=== Consigne 1 ===
Convertissez en CSV à deux colonnes, « consigne » et « réponse », les enregistrements allant de la ligne qui contient « trace --target=downspout --format='a » jusqu'à celle qui contient « 160L308 153L307 152L302 », incluse. Chaque texte et sa réponse tiennent chacun dans un seul champ entre guillemets, les sauts de ligne remplacés par des espaces.

=== Texte fourni ===
════════════════════

Voyons-nous le monde tel qu’il est ou tel que nous croyons qu’il est ?

Et si nous déformions la réalité en fonction de notre humeur, de notre volonté plus ou moins consciente de nous faire du mal ?

Cette question, aussi vieille que la philosophie, touche à l’essence même de la perception humaine. Chaque jour, nous sommes confrontés à des milliers d’images, d’événements et de situations. Pourtant, ce que nous voyons n’est pas la réalité brute. Nous filtrons cette réalité, souvent inconsciemment, à travers le prisme de nos croyances, de nos émotions et de nos attentes. Et dans ce processus, nous contribuons à nourrir notre propre souffrance, parfois sans même nous en rendre compte. Pourquoi faisons-nous cela ? Quel bénéfice en tirons-nous, même lorsque cela semble nuisible ? Ce paradoxe mérite d’être exploré, car il influence profondément la manière dont nous interagissons avec le monde et avec nous-mêmes.

1.

La perception : un miroir déformant

« Nous ne voyons pas le monde tel qu’il est, mais tel que nous sommes », disait Anaïs Nin. Cette phrase résume brillamment la manière dont nos expériences, nos peurs et nos espoirs colorent notre vision de la réalité. Lorsque nous nous sentons bien, le monde semble plus lumineux, les gens plus accueillants, et les problèmes plus gérables. Mais lorsque nous sommes pris dans la spirale du doute ou de la peur, chaque situation paraît plus menaçante, chaque sourire devient suspect. Pourquoi ? Parce que notre esprit projette ses propres états internes sur l’extérieur.

C’est ce que le psychologue Carl Jung appelait la « projection psychologique ». Nos insécurités, nos blessures et nos croyances s’impriment sur le monde, et nous finissons par voir en lui ce que nous redoutons ou espérons le plus. Cette déformation de la réalité nourrit notre « corps de souffrance », comme le désigne Eckhart Tolle. Ce corps de souffrance est un réservoir d’émotions négatives, un fardeau que nous portons souvent sans en avoir conscience, et que nous alimentons en ressassant les mêmes pensées négatives.

Mais quel est le bénéfice d’une telle souffrance ? En effet, il est difficile de percevoir l’intérêt immédiat de ce processus. Cependant, notre esprit, cherchant toujours à nous protéger, préfère parfois la stabilité du malheur connu à l’incertitude du bonheur. Le corps de souffrance, aussi douloureux soit-il, devient une sorte d’habitude psychologique, un espace où nous nous réfugions pour éviter l’inconnu.

════════════════════

=== Consigne 2 ===
Recopiez, s'il vous plaît, le texte sur la perception de « Voyons-nous le monde » jusqu'à « faire du mal ? » inclus, en remplaçant « monde » par « univers ».

════════════════════

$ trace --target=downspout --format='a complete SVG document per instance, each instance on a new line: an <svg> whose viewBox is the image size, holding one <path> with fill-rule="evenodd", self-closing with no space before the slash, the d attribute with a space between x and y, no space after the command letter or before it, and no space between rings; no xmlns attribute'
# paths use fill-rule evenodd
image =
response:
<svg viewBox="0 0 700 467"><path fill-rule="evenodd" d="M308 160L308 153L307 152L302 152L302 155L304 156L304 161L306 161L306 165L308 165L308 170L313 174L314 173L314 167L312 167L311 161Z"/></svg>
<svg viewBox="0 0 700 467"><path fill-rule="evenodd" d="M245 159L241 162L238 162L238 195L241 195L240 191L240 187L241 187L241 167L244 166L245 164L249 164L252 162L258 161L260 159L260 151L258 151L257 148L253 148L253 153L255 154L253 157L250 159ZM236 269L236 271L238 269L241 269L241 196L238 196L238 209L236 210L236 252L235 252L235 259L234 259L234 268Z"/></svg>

════════════════════

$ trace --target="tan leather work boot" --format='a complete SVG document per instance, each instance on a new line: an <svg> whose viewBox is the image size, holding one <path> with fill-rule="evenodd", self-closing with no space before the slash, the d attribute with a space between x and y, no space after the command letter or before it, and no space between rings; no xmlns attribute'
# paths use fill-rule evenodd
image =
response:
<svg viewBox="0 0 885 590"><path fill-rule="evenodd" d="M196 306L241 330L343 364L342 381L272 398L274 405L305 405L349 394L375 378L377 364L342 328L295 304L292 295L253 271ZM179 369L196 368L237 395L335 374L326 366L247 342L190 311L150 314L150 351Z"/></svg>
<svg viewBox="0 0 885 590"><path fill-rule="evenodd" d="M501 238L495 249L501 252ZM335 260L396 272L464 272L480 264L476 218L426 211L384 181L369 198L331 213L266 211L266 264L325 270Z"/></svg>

════════════════════

=== Résultat final 1 ===
consigne,réponse
"$ trace --target=downspout --format='a complete SVG document per instance, each instance on a new line: an <svg> whose viewBox is the image size, holding one <path> with fill-rule=""evenodd"", self-closing with no space before the slash, the d attribute with a space between x and y, no space after the command letter or before it, and no space between rings; no xmlns attribute' # paths use fill-rule evenodd image = response:","<svg viewBox=""0 0 700 467""><path fill-rule=""evenodd"" d=""M308 160L308 153L307 152L302 152L302 155L304 156L304 161L306 161L306 165L308 165L308 170L313 174L314 173L314 167L312 167L311 161Z""/></svg>"

=== Résultat final 2 ===
Voyons-nous le univers tel qu’il est ou tel que nous croyons qu’il est ?

Et si nous déformions la réalité en fonction de notre humeur, de notre volonté plus ou moins consciente de nous faire du mal ?